Your goal » Look below for the line containing "Target: parked car"; from there through the line containing "Put a marker on every instance of the small", both lines included, please set down each line exactly and nothing else.

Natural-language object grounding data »
=== Section Start ===

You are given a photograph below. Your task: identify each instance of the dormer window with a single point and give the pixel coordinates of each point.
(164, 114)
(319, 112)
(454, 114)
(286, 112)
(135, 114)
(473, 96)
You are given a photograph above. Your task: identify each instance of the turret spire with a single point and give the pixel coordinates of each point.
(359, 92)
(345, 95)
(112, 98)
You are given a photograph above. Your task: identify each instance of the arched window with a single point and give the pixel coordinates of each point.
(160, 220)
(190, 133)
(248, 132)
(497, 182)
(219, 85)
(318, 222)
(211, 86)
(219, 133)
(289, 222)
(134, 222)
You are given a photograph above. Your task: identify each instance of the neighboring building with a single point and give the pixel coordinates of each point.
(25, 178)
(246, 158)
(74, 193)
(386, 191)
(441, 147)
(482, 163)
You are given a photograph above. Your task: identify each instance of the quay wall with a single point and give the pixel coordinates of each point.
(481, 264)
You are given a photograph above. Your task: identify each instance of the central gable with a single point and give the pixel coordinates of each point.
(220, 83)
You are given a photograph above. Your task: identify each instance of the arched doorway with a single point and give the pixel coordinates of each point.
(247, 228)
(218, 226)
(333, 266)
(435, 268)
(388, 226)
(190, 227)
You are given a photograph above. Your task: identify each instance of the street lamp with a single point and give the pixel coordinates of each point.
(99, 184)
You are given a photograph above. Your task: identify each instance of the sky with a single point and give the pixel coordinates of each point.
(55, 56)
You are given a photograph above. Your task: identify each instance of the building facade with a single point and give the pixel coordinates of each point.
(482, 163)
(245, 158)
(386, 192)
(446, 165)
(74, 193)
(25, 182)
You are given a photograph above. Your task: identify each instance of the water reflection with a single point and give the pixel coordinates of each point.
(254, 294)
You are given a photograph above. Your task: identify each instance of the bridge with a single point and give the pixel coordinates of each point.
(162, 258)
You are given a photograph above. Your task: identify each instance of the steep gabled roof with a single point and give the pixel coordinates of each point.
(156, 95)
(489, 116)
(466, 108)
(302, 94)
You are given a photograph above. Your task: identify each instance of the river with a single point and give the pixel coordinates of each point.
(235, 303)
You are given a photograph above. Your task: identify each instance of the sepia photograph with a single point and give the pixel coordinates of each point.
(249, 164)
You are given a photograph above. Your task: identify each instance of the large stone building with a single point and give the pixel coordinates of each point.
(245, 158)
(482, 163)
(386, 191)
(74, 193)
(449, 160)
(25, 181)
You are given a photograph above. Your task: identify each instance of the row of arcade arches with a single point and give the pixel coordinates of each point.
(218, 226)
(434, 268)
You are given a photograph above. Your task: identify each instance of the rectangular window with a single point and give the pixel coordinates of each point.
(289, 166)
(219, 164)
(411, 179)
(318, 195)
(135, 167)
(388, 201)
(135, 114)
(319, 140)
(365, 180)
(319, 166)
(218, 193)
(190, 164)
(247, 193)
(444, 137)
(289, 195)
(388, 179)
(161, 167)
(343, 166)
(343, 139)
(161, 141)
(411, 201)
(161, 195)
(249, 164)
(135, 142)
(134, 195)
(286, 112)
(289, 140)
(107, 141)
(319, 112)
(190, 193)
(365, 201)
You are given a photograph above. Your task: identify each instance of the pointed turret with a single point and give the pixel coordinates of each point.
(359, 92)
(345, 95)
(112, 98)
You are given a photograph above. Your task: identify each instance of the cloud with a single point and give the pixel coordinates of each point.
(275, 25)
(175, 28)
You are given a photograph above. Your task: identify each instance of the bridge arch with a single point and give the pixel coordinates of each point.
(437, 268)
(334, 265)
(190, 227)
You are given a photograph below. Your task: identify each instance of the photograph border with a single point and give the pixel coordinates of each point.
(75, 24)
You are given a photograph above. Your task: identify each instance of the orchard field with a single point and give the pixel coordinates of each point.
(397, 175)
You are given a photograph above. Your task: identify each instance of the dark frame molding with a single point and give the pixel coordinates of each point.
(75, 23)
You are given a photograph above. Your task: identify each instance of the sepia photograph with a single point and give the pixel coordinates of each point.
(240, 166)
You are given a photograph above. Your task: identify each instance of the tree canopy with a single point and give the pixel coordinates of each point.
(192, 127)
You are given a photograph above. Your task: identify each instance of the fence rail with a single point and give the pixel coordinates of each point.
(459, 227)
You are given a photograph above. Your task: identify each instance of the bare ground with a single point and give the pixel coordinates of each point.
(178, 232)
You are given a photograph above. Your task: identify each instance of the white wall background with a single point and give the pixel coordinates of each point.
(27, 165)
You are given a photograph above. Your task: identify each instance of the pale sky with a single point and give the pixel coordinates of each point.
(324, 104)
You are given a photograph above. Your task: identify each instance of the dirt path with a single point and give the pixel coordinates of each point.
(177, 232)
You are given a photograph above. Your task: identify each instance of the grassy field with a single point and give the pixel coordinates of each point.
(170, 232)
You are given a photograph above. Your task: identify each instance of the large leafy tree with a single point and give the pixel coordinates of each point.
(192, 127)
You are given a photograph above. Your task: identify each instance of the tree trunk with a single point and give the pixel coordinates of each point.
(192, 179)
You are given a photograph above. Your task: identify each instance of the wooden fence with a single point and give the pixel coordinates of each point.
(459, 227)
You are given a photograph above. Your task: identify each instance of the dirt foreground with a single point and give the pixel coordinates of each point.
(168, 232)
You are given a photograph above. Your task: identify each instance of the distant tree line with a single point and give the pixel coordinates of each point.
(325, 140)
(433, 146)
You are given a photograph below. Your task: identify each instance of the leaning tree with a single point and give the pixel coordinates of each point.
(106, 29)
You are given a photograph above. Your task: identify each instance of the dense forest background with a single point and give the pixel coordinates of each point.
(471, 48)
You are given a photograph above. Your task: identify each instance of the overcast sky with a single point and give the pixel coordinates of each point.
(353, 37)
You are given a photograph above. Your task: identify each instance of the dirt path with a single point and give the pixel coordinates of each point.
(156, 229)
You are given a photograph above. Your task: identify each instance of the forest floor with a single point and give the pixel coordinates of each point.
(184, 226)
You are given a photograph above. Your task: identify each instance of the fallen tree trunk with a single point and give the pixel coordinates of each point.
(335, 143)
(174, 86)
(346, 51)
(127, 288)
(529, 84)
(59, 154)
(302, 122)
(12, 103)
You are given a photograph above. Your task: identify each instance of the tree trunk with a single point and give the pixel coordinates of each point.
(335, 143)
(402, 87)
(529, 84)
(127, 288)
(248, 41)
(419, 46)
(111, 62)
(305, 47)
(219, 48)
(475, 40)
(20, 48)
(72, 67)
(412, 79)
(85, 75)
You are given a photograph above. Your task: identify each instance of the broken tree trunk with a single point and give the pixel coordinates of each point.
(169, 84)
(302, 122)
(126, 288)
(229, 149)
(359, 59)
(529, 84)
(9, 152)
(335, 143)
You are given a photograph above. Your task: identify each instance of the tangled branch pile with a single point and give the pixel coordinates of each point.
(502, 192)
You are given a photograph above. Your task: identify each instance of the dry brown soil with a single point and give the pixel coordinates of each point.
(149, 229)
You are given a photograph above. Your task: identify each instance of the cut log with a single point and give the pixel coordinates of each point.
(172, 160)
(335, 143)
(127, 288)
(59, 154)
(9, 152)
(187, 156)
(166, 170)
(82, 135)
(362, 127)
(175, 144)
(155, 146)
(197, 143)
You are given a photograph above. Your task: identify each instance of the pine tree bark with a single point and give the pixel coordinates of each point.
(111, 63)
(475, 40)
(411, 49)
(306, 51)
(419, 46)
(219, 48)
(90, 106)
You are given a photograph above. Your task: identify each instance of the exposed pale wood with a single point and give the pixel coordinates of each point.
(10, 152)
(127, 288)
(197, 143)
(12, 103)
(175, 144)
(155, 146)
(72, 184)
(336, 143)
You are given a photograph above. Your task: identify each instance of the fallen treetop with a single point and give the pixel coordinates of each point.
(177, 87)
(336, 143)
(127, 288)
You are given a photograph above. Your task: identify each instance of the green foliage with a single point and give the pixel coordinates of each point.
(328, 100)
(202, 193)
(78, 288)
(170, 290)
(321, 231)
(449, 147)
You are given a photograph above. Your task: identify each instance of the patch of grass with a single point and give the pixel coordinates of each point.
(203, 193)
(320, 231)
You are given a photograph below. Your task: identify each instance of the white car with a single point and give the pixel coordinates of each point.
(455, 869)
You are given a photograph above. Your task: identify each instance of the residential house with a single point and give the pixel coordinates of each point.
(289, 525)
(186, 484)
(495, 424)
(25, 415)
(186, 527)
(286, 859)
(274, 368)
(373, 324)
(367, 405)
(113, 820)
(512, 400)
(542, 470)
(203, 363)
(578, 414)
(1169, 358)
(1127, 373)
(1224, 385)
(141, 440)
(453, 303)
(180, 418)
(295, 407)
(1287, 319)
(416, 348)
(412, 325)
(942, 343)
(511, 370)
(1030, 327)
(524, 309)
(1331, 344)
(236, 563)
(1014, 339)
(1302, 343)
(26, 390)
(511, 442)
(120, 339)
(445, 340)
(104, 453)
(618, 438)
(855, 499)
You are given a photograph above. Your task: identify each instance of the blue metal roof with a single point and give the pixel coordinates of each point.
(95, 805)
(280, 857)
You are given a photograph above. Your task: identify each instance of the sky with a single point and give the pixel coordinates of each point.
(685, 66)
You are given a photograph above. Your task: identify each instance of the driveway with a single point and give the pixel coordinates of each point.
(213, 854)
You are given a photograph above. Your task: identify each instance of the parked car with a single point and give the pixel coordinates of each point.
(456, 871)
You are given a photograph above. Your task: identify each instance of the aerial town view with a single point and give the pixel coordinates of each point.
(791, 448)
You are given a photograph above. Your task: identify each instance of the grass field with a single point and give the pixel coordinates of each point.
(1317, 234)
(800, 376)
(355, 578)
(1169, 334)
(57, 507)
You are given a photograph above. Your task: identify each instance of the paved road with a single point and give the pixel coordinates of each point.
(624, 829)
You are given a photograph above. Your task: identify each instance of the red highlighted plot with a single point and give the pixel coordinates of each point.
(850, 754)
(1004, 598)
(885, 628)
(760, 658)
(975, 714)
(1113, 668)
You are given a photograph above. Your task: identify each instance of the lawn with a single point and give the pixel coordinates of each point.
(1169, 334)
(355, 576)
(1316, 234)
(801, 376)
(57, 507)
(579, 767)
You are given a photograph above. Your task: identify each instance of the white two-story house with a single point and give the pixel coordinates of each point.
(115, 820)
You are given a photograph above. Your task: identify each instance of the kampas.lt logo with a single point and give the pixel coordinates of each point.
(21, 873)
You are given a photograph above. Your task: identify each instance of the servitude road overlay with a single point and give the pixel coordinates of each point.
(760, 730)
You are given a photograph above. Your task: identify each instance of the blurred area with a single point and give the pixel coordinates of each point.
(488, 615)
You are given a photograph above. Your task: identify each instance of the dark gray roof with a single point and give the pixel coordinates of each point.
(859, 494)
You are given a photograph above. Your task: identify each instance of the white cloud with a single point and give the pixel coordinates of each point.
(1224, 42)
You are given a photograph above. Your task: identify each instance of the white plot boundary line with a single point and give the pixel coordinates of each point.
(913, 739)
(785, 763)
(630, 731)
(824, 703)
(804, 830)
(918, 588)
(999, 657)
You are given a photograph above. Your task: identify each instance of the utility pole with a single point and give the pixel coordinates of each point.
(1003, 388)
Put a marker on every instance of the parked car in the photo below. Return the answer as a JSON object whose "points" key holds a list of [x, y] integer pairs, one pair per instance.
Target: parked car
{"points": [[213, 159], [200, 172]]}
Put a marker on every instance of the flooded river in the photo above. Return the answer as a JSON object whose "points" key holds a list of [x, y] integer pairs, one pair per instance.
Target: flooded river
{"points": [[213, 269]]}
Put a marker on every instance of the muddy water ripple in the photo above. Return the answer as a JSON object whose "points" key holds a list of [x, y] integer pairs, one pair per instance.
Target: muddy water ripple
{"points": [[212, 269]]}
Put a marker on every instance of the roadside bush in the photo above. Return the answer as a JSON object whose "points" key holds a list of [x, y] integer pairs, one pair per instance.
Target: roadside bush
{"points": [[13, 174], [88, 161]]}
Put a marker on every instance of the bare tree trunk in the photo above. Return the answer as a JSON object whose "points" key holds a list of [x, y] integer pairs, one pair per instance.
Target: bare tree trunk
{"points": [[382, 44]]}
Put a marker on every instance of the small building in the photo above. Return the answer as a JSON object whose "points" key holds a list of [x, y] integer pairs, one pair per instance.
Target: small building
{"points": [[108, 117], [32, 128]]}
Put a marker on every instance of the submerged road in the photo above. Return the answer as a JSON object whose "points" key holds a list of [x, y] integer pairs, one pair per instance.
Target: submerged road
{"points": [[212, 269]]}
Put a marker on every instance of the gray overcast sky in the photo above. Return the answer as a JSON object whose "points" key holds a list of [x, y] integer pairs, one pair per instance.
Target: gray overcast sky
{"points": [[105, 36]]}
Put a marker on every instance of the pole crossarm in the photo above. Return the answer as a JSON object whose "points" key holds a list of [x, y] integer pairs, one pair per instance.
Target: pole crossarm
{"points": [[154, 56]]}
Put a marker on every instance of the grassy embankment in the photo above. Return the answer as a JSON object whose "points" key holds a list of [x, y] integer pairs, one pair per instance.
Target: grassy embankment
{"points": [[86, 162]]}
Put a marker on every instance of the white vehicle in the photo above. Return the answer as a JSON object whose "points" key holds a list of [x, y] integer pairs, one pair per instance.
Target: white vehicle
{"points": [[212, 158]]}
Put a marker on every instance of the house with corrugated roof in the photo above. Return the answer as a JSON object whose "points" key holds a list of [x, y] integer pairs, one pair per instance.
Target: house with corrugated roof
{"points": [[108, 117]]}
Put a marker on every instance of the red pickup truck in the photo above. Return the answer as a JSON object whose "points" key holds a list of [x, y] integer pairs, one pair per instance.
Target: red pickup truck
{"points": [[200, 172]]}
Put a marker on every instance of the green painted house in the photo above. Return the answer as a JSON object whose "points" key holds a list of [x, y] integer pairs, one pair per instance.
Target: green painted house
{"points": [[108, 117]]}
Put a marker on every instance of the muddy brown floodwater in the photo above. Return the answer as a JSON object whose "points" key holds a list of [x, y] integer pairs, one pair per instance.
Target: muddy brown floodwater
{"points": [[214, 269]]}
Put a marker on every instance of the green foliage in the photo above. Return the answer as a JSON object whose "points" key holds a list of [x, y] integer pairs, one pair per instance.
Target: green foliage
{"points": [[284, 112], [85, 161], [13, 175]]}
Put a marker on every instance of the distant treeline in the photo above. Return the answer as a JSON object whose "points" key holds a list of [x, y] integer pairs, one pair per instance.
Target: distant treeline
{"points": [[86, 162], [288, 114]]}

=== Section End ===

Result of the task »
Target: parked car
{"points": [[213, 159], [200, 172]]}
Put a marker on every instance of the flooded river in the photo above. Return the answer as a JSON object whose "points" key holds a list of [x, y] integer pairs, one pair per instance.
Target: flooded river
{"points": [[213, 269]]}
Put a marker on every instance of the muddy water ripple in the photo above. Return the answer as a JSON object whose "points" key holds a list of [x, y] integer pairs, one pair per instance.
Target: muddy water ripple
{"points": [[212, 269]]}
Put a marker on every instance of the roadside bush in the photo above. Return the answer as a JSON object whose "points" key holds a list of [x, y] integer pairs, one pair per instance.
Target: roadside bush
{"points": [[13, 174], [88, 161]]}
Put a marker on every instance of the bare tree trunk in the photo above. Return the answer as a JSON object whose "points" key holds a list of [x, y] integer pairs, one pair per instance.
Target: bare tree trunk
{"points": [[382, 44]]}
Put a marker on every instance of the small building in the photo above. Return the answer as a JSON object whose "points" key holds a list of [x, y] integer pairs, one pair per instance.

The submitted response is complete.